Written task
Each of the entries should be retyped precisely as it appears.

>>>>>

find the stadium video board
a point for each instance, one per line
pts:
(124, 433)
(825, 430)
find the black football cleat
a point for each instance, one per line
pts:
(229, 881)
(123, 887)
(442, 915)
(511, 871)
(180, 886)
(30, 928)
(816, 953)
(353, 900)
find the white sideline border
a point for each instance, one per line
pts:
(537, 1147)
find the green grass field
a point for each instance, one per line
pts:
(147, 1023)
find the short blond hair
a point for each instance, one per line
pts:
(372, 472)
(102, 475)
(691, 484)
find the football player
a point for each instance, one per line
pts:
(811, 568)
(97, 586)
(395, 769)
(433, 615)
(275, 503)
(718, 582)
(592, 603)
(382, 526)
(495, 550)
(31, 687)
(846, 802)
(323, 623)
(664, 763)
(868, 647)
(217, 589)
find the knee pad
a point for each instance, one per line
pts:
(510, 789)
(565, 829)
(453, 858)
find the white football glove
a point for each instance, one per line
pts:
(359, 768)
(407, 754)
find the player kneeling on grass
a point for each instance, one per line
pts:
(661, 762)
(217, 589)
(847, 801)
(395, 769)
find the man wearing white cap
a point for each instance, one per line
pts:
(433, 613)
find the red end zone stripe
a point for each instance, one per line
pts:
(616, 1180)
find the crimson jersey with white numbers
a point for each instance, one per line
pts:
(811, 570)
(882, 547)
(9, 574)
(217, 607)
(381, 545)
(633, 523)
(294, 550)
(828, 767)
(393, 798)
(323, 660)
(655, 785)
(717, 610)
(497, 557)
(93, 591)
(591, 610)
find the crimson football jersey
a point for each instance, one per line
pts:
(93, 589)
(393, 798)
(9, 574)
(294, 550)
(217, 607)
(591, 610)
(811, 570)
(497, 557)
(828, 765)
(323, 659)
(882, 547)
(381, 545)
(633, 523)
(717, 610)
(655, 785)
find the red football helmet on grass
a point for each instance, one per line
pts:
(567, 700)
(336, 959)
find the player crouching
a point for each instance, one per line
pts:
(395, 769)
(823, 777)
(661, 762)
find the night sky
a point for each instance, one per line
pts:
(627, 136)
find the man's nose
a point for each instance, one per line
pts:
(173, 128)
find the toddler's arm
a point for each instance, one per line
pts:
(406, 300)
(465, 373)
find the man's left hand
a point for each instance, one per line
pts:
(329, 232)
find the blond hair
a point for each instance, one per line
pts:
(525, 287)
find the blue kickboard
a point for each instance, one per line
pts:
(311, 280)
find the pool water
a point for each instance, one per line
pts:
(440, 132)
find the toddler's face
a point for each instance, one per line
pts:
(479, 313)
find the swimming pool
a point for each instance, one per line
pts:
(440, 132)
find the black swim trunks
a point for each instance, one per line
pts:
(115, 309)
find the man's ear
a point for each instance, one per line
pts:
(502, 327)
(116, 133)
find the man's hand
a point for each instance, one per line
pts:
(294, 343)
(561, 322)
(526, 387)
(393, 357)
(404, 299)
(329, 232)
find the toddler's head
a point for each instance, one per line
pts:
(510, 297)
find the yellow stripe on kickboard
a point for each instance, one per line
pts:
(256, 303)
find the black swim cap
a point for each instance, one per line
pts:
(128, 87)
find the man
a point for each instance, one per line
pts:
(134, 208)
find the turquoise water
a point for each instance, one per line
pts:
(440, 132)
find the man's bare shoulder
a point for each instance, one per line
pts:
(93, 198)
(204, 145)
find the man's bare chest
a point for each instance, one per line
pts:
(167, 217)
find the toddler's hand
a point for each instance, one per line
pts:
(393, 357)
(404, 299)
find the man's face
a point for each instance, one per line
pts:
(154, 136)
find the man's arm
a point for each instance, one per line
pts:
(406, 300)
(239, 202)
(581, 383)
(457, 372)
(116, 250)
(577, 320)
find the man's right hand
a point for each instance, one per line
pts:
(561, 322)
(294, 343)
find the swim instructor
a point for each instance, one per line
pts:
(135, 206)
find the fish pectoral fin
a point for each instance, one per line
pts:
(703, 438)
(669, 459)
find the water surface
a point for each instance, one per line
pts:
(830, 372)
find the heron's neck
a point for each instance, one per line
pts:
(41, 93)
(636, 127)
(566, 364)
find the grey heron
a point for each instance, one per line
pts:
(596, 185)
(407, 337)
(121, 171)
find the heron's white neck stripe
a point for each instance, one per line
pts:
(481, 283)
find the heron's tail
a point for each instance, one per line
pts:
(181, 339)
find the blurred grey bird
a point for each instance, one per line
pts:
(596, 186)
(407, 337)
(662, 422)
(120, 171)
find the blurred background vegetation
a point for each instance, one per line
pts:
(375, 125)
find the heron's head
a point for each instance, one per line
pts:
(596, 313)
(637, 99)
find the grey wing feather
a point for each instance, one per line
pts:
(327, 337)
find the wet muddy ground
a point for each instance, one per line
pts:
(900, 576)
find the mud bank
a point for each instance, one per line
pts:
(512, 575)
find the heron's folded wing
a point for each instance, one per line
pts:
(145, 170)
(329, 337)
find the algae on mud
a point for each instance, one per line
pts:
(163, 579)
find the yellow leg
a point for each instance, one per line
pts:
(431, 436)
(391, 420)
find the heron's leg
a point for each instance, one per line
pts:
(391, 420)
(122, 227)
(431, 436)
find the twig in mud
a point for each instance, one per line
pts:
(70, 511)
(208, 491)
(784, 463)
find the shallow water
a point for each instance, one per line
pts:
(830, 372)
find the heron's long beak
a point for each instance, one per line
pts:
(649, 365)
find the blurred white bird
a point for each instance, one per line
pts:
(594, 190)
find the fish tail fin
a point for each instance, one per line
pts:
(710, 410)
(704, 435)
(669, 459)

<<<<<

Response to this exercise
find the stadium video board
a point for each instance, one per line
pts:
(124, 433)
(825, 430)
find the black football cleat
a point for each instance, one per line
pts:
(229, 881)
(123, 887)
(442, 915)
(511, 871)
(180, 886)
(30, 928)
(816, 953)
(353, 900)
find the white sideline border
a point for each instance, one per line
pts:
(537, 1147)
find the green grass field
a point for each instance, one per line
pts:
(147, 1023)
find the short blond hair
a point for each instance, one per line
pts:
(372, 472)
(102, 475)
(691, 484)
find the football player
a point for each instance, one per line
pts:
(811, 568)
(97, 586)
(395, 769)
(433, 615)
(275, 503)
(718, 582)
(592, 603)
(382, 526)
(495, 550)
(31, 687)
(846, 802)
(323, 623)
(664, 763)
(868, 647)
(217, 589)
find the knee pad
a point for each instance, one per line
pts:
(510, 789)
(565, 829)
(453, 858)
find the white football glove
a point for each instance, one per line
pts:
(359, 768)
(407, 754)
find the player kneeling on grass
a point for each instance, one per line
pts:
(661, 762)
(217, 589)
(847, 801)
(395, 769)
find the man wearing white cap
a point for each instance, one per line
pts:
(433, 613)
find the red end zone stripe
a point for each instance, one per line
pts:
(616, 1180)
find the crimson jersey with white numbers
a point for each instance, one per line
pts:
(811, 570)
(882, 547)
(9, 574)
(217, 607)
(381, 545)
(633, 523)
(294, 550)
(828, 767)
(393, 798)
(323, 660)
(655, 785)
(717, 610)
(497, 557)
(93, 591)
(591, 610)
find the crimson football jersey
a point for each instance, one per line
pts:
(93, 589)
(393, 798)
(9, 574)
(294, 550)
(217, 607)
(591, 610)
(811, 570)
(497, 557)
(828, 765)
(323, 659)
(882, 547)
(381, 545)
(633, 523)
(717, 610)
(655, 785)
find the red football helmet on grass
a point for each instance, one per line
pts:
(567, 700)
(336, 959)
find the player crouching
a point for each instance, one per line
pts:
(395, 769)
(823, 777)
(661, 762)
find the night sky
a point for each instance, one per line
pts:
(627, 136)
find the man's nose
a point for each instance, one per line
pts:
(173, 128)
find the toddler's arm
a point for each instance, one per line
pts:
(406, 300)
(465, 373)
find the man's left hand
a point for each instance, one per line
pts:
(329, 232)
find the blond hair
a point for each instance, one per line
pts:
(525, 287)
find the blue kickboard
a point for each instance, one per line
pts:
(311, 280)
find the pool water
a point for each instance, one per line
pts:
(440, 132)
find the toddler's face
a point for each instance, one per line
pts:
(479, 313)
find the swimming pool
a point for each instance, one per line
pts:
(440, 132)
find the black swim trunks
a point for each instance, one per line
pts:
(115, 309)
find the man's ear
a point for each instance, one per line
pts:
(502, 327)
(116, 133)
find the man's hand
a point for each instance, one per line
pts:
(294, 343)
(561, 322)
(526, 387)
(393, 357)
(404, 299)
(329, 232)
find the toddler's head
a point for each instance, one per line
pts:
(510, 297)
find the yellow stripe on kickboard
a point for each instance, one per line
pts:
(256, 303)
find the black swim cap
a point for each instance, one per line
pts:
(128, 87)
find the man
a point for each instance, one per line
pts:
(134, 208)
find the turquoise water
a point for each instance, one per line
pts:
(440, 132)
find the man's bare shoulder
a point for each instance, one per line
pts:
(93, 198)
(204, 145)
find the man's bare chest
a point for each instance, one per line
pts:
(167, 217)
find the toddler's hand
a point for each instance, one per line
pts:
(393, 357)
(404, 299)
find the man's face
a point for each instance, one per line
pts:
(154, 136)
find the man's arm
a point for each instance, one per line
pts:
(406, 300)
(239, 202)
(581, 383)
(457, 372)
(116, 250)
(577, 320)
find the man's right hand
a point for each instance, one per line
pts:
(561, 322)
(294, 343)
find the swim instructor
a point for each instance, one per line
pts:
(135, 206)
find the fish pectoral fin
a point for each instance, one per line
pts:
(703, 438)
(669, 459)
find the water surface
a point for each instance, one per line
pts:
(830, 372)
find the heron's neck
a point for each instance, one per line
pts:
(41, 93)
(636, 127)
(566, 364)
find the grey heron
a point for each instance, one per line
pts:
(596, 185)
(407, 337)
(121, 171)
find the heron's white neck stripe
a point for each instance, one per line
pts:
(481, 283)
find the heron's tail
a point for each instance, one per line
pts:
(181, 339)
find the blurred grey bird
a point for each instance, one per line
pts:
(596, 186)
(407, 337)
(662, 422)
(120, 171)
find the blurred background vegetation
a point for each instance, one per line
pts:
(375, 125)
find the heron's head
a point for each instance, one per line
pts:
(596, 313)
(637, 99)
find the grey wing feather
a point for each instance, one per line
pts:
(327, 337)
find the wet muddy ground
a point for each instance, one per line
pts:
(900, 576)
find the mud bank
a point for each instance, one per line
pts:
(512, 575)
find the heron's folded wing
a point for each instance, one per line
pts:
(145, 170)
(329, 337)
find the algae on mud
a point for each instance, one per line
pts:
(163, 579)
find the yellow leg
a point for each instance, one per line
pts:
(431, 436)
(391, 420)
find the heron's leg
a point for each instance, one per line
pts:
(391, 420)
(122, 227)
(431, 436)
find the twig in mud
a point for each instance, one per line
pts:
(70, 511)
(208, 491)
(784, 463)
find the shallow water
a point for each instance, one per line
pts:
(830, 372)
find the heron's long beak
a point for each instance, one per line
pts:
(649, 365)
find the blurred white bird
a point for each instance, one per line
pts:
(594, 190)
find the fish tail fin
a point for each instance, one per line
pts:
(710, 410)
(704, 435)
(669, 459)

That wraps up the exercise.